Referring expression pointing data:

►

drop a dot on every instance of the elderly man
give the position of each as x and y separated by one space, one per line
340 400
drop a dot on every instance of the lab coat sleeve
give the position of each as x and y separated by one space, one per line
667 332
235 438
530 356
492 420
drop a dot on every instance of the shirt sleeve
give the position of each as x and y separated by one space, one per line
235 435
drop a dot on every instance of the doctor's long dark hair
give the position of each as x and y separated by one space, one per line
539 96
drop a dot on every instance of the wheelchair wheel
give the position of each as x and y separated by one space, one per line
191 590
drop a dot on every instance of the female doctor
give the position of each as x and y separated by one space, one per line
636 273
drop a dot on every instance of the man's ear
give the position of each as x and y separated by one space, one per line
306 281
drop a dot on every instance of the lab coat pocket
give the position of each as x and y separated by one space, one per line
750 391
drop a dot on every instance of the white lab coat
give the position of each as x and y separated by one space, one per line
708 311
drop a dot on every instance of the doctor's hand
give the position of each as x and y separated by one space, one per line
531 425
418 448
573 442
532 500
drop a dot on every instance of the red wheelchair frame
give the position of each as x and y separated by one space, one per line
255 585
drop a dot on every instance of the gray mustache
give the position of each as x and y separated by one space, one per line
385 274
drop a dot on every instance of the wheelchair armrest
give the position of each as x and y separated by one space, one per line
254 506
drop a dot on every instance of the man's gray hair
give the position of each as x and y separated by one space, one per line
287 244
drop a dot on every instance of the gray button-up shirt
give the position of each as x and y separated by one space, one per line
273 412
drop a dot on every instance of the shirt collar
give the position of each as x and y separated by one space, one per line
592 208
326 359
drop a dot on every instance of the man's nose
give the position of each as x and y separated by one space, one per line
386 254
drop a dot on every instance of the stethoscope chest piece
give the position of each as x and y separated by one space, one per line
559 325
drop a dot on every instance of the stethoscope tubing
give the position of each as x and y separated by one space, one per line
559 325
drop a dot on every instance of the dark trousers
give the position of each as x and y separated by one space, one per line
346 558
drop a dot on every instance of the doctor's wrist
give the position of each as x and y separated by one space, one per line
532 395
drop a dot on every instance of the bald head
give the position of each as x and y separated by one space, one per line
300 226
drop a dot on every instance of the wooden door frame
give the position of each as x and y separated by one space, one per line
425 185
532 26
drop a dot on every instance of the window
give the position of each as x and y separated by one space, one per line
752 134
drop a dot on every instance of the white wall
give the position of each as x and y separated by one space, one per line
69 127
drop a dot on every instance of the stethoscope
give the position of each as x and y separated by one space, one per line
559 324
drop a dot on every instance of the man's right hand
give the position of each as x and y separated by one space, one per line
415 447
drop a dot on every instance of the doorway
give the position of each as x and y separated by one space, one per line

◄

» PROBLEM
Count how many lines in the entries contain "shirt", then state that number alone.

» EXERCISE RESPONSE
3